Direction.
Reproduce each of the rows below word for word, keeping their order and making no changes.

Records shown.
☆ ☆ ☆ ☆ ☆

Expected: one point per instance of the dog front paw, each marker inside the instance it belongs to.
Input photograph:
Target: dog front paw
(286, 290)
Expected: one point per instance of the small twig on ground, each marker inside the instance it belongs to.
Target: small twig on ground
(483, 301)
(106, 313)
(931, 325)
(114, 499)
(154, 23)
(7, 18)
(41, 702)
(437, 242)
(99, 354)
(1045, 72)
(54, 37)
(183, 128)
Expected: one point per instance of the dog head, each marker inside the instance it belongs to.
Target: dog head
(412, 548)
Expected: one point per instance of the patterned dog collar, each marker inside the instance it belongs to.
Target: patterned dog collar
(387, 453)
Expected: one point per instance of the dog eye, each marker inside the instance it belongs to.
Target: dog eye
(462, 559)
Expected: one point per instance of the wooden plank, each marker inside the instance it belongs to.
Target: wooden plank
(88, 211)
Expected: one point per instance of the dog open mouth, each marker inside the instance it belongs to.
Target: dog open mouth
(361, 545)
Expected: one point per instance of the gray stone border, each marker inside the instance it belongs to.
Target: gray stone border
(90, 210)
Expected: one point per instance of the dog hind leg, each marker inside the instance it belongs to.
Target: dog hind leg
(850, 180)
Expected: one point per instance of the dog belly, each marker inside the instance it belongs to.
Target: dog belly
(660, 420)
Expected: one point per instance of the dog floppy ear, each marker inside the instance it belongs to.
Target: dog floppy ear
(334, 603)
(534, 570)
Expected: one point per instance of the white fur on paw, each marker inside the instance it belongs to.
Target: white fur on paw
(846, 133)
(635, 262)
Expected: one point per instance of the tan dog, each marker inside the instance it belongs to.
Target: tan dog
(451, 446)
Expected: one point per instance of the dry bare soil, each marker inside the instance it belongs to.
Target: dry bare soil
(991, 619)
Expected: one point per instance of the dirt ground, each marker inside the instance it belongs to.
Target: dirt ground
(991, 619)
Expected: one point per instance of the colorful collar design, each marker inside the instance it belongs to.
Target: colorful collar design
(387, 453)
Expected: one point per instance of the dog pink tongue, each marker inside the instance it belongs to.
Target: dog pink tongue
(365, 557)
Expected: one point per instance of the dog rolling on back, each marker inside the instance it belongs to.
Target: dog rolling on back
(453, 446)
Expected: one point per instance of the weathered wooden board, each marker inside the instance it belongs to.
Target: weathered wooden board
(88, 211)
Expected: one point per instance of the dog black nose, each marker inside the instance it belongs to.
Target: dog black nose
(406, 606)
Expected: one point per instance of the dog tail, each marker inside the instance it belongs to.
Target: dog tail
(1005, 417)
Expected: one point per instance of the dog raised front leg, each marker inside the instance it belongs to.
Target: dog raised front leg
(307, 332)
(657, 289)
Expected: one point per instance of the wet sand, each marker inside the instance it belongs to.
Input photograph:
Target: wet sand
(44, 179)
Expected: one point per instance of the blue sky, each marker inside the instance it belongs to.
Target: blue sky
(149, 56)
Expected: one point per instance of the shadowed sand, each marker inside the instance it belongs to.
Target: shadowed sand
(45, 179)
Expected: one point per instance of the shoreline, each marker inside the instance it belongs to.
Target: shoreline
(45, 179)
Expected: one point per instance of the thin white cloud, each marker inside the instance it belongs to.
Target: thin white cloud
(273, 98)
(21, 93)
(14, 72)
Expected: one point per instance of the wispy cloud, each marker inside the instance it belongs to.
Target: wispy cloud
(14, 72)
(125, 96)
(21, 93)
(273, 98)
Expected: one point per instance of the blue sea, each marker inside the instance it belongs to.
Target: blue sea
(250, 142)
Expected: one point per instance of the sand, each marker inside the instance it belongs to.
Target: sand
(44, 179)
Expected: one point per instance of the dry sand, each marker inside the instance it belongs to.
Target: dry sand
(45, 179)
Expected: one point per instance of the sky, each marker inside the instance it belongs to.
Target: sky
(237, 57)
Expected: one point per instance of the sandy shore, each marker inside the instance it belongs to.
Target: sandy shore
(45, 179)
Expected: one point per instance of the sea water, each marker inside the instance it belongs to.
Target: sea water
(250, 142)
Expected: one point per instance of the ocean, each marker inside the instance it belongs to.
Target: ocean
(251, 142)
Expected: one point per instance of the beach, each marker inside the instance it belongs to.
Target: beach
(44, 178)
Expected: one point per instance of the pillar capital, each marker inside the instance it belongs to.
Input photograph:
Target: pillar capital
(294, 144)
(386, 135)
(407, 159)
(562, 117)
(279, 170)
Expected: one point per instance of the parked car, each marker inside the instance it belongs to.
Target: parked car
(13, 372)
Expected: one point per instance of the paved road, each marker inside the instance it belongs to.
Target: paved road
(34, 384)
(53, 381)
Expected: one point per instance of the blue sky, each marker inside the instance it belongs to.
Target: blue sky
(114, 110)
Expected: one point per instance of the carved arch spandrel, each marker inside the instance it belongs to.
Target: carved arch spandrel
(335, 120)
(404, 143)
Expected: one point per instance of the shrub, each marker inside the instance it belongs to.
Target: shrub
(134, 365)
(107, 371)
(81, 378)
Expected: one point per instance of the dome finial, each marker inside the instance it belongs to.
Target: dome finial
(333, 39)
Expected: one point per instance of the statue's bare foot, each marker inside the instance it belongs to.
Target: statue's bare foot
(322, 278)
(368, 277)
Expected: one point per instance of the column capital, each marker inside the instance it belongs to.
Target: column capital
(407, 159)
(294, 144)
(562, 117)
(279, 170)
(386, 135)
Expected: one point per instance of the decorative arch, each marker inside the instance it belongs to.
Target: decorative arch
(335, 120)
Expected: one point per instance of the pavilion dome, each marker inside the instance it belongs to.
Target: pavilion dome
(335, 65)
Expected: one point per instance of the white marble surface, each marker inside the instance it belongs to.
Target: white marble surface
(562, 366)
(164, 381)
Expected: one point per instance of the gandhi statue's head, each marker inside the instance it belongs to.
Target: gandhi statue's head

☆ ☆ ☆ ☆ ☆

Complete response.
Expected: one point per instance of the dog front paw, each marker inside the instance it belongs to.
Input photograph:
Target: dog front paw
(286, 290)
Expected: one point per instance of the small twig on ground, each marker inside the instance it belongs to.
Target: small twig on ground
(483, 301)
(106, 313)
(931, 325)
(114, 499)
(154, 23)
(7, 18)
(41, 702)
(437, 242)
(99, 354)
(1045, 72)
(54, 37)
(183, 128)
Expected: one point per instance of the dog head, each marker inside the instance it belongs to.
Target: dog head
(412, 548)
Expected: one point per instance of the patterned dog collar, each marker inside the instance it belongs to.
Target: patterned dog collar
(387, 453)
Expected: one point per instance of the dog eye, each marker inside the instance it belongs to.
Target: dog eye
(462, 559)
Expected: one point per instance of the wooden plank, each marker inside the instance it belongs to.
Target: wooden plank
(88, 211)
Expected: one point per instance of the dog open mouth, each marker inside the instance it belongs to.
Target: dog open mouth
(361, 545)
Expected: one point per instance of the gray stone border, each marker inside the instance it belongs to.
Target: gray stone border
(90, 210)
Expected: one point per instance of the dog hind leg, each marker inside the instance it belongs to.
Target: dog hind leg
(850, 180)
Expected: one point per instance of the dog belly, each marker inside the instance it belongs to.
Target: dog belly
(660, 420)
Expected: one point per instance of the dog floppy ear, each marker inside the instance it belongs to.
Target: dog floppy ear
(334, 603)
(534, 570)
Expected: one point per instance of the white fur on paw, each marker inside the instance it belongs to.
Target: white fur on paw
(846, 133)
(635, 262)
Expected: one point per instance of the tan dog, each marker inside the instance it belongs to.
Target: tan dog
(451, 446)
Expected: one point per instance of the dry bare soil, each marker inside the instance it belongs to.
Target: dry bare soil
(991, 619)
Expected: one point per instance of the dirt ground, each marker inside the instance it belongs to.
Target: dirt ground
(991, 619)
Expected: one point per instance of the colorful collar design, each marker inside the instance it belongs to.
Target: colorful collar design
(387, 453)
Expected: one point per instance of the dog pink tongue, each marker inside the instance it belongs to.
Target: dog pink tongue
(365, 557)
Expected: one point per instance of the dog rolling on back, each marker inside the instance it belongs to.
Target: dog rolling on back
(453, 446)
Expected: one point per instance of the weathered wooden board, each marker inside the instance it belongs to.
Target: weathered wooden board
(88, 211)
Expected: one point per instance of the dog black nose, each marker inside the instance it belongs to.
Target: dog black nose
(406, 606)
Expected: one point per instance of the dog tail, each marker inside the instance it belongs to.
Target: dog tail
(1005, 417)
Expected: one point per instance of the dog raised front leg, each marker inside the instance it belongs to.
Target: dog raised front leg
(307, 332)
(657, 289)
Expected: one point per instance of the wet sand, each marker inside the instance it belongs to.
Input photograph:
Target: wet sand
(44, 179)
Expected: one point per instance of the blue sky, each marker inside the instance it belongs to.
Target: blue sky
(149, 56)
Expected: one point per instance of the shadowed sand, each marker inside the instance it belongs to.
Target: shadowed sand
(45, 179)
Expected: one point per instance of the shoreline, each marker inside the instance it belongs to.
Target: shoreline
(45, 179)
Expected: one point per instance of the thin white cloud, each marker inside the instance it belongs to.
Target: thin white cloud
(273, 98)
(21, 93)
(14, 72)
Expected: one point per instance of the wispy cloud, each marker inside the instance it belongs to.
Target: wispy cloud
(14, 72)
(125, 96)
(21, 93)
(273, 98)
Expected: one point per instance of the blue sea, each marker inside the instance it belongs to.
Target: blue sea
(250, 142)
Expected: one point per instance of the sand, each marker inside the instance it belongs to.
Target: sand
(44, 179)
Expected: one point per instance of the dry sand, each marker inside the instance it belongs to.
Target: dry sand
(45, 179)
Expected: one point per instance of the sky, each marker inside the instance it belongs to.
Target: sky
(237, 57)
Expected: one point per instance of the sandy shore, each marker inside the instance it belongs to.
Target: sandy shore
(45, 179)
Expected: one point per instance of the sea water, each marker inside the instance it belongs to.
Target: sea water
(250, 142)
Expected: one point per instance of the ocean, each marker inside the instance it belongs to.
Target: ocean
(251, 142)
Expected: one point per instance of the beach, each marker inside the instance it belongs to.
Target: beach
(44, 178)
Expected: one point per instance of the pillar capital, each marker inside the instance it belongs to.
Input photograph:
Target: pillar capital
(294, 144)
(386, 135)
(407, 159)
(562, 117)
(279, 170)
Expected: one point per instance of the parked car, each marker inside the instance it belongs to.
Target: parked car
(13, 372)
Expected: one point per instance of the paved road, each marker inside the instance it belongs to.
Target: paved road
(34, 384)
(53, 381)
Expected: one point per instance of the blue sky, each marker inside the instance it belongs to.
Target: blue sky
(114, 110)
Expected: one point per instance of the carved arch spandrel, each marker inside the instance it belongs to.
Target: carved arch spandrel
(335, 120)
(404, 143)
Expected: one point per instance of the shrub, each marker inside the instance it belongs to.
Target: shrub
(134, 365)
(107, 371)
(81, 378)
Expected: one point per instance of the dome finial, each marker inside the instance it belongs to.
Target: dome finial
(333, 39)
Expected: one point per instance of the statue's bare foot, each marker inside the instance it belongs to.
Target: statue's bare foot
(322, 278)
(368, 277)
Expected: one point per instance of the column capital, each marker inside the instance it belongs to.
Target: column capital
(407, 159)
(294, 144)
(562, 117)
(279, 170)
(386, 135)
Expected: one point per instance of the decorative arch, each marker inside the instance it belongs to.
Target: decorative arch
(335, 120)
Expected: one point per instance of the pavilion dome, each marker inside the instance it belongs to.
Target: pavilion dome
(335, 65)
Expected: one point per instance of the white marble surface, each marker inside the instance it belongs to.
Target: white marble surface
(562, 366)
(164, 381)
Expected: one point per instance of the gandhi statue's head, each marker inside the instance it belongs to.
Target: gandhi statue's head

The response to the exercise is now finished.